BEGIN STORED DATA

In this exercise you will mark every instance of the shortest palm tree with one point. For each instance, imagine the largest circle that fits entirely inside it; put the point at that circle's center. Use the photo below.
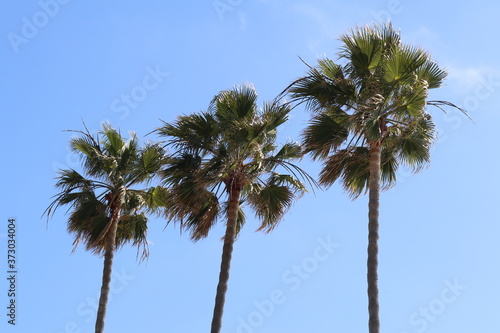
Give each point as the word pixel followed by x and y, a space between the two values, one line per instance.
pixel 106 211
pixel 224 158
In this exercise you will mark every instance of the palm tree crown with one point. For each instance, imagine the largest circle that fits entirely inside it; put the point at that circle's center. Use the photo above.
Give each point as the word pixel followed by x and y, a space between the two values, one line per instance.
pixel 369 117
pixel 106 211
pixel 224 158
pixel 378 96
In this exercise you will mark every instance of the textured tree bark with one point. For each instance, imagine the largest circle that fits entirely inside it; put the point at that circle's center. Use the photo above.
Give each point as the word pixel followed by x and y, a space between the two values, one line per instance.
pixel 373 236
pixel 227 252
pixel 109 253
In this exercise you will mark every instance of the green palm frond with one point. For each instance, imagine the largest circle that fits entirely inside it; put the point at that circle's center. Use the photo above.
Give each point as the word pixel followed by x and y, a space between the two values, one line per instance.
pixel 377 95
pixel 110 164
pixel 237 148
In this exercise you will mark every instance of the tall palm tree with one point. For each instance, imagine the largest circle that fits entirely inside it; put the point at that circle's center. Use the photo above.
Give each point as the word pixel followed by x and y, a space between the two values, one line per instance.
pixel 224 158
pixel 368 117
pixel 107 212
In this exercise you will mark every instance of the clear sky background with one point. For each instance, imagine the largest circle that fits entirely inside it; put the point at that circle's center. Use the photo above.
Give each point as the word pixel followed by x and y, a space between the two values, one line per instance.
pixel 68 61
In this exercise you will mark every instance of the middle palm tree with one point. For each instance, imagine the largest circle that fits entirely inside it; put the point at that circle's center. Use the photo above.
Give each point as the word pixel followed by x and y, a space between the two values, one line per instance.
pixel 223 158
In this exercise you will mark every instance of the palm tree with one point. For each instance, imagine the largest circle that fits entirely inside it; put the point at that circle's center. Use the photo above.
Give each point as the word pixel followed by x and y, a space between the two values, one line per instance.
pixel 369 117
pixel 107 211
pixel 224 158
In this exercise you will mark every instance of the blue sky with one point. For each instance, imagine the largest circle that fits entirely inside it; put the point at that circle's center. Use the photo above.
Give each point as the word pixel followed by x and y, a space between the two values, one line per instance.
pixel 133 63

END STORED DATA
BEGIN STORED DATA

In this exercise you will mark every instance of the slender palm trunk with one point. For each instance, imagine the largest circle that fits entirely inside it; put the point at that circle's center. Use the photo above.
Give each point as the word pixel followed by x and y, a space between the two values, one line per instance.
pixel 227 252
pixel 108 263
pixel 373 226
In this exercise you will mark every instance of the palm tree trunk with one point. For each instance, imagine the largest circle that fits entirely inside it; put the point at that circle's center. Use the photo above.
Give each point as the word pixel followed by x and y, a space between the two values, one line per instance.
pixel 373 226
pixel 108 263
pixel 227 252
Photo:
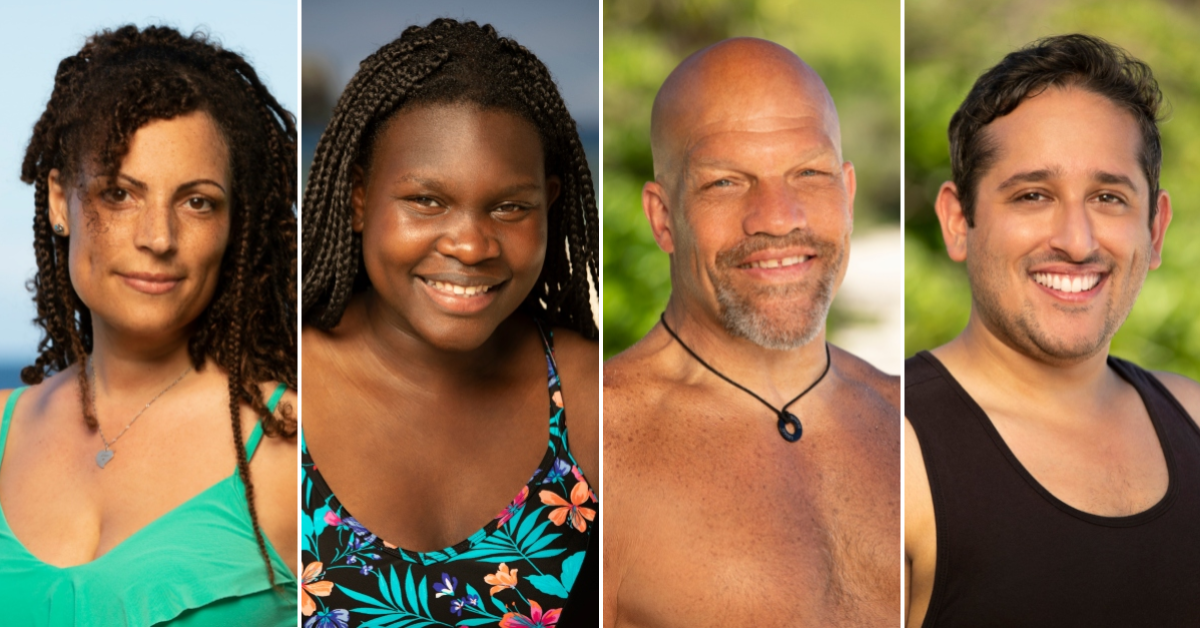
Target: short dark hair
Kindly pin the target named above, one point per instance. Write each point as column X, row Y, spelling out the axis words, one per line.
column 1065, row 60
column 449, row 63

END STORED DATA

TASK GOAL: Each line of the records that contains the string "palm" must be copied.

OUTPUT:
In this exercise you will mark every instance of the shortest palm tree with one point. For each instance, imagine the largest circle that fits entirely inside it; put the point at that circle's center. Use the photo below.
In this exercise you will mark every instance of the palm tree crown with one point. For each instance, imagine the largest circle that fits entirely inside it; put the point at that circle's center. Use the photo above.
In this exercise you will mark every instance of the green palm frond with one point. For each instance, imagine the largest circle that fits entirely inside it; put the point at that circle's center. Use the photo above.
In this exercise you will mark every instance of the tall palm tree with one point. For each instance, imagine the largest circle that fits entirely inside it; put the point at that circle's center. Use the photo above.
In this exercise you will mark every instance of the middle palm tree with one point. For each instance, imagine the largest circle that fits entirely inside it; put the point at that circle's center. Use the photo above.
In this exercise you will mark every instance of the palm tree with one point. For each instance, imagine the largest circle that fits entirely inside it; put the point at that circle's center. Use the photo above.
In this exercise you will mark every instance of the slender palm trunk with one point. For each instance, imagine the largest circle that fits entirely inside it; put the point at that circle's center. Use the photo above.
In this exercise you will mark every instance of the palm tree trunk with one point. For each instance, imagine the largest circle that fits entirely inside it; put the point at that circle's center. Use the photo above.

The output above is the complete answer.